=== Data for processing ===
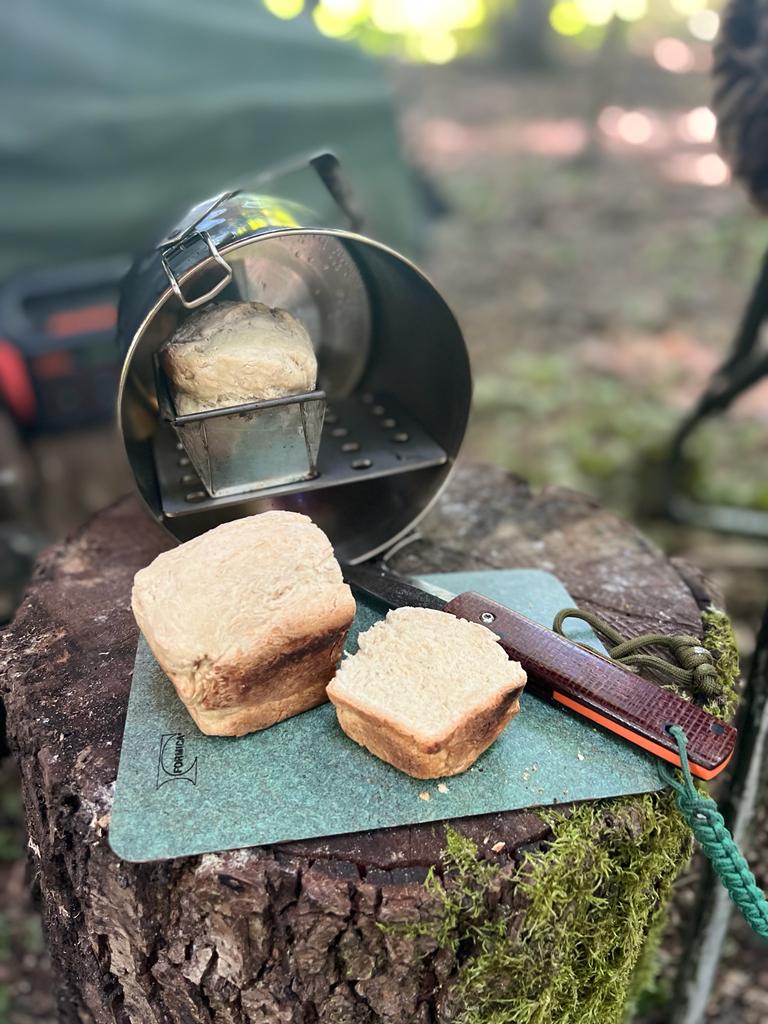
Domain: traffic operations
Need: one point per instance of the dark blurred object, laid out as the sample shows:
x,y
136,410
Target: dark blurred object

=== To do ===
Convert the lines above into a JSON list of strings, one string per line, with blank lines skipped. Leave the picture out of the answer.

=== Solution to the problem ===
[
  "Domain: traffic operations",
  "Need: one point per instance of the dark blurred object, laid out as the sample shows:",
  "x,y",
  "136,410",
  "Target: dark blurred object"
]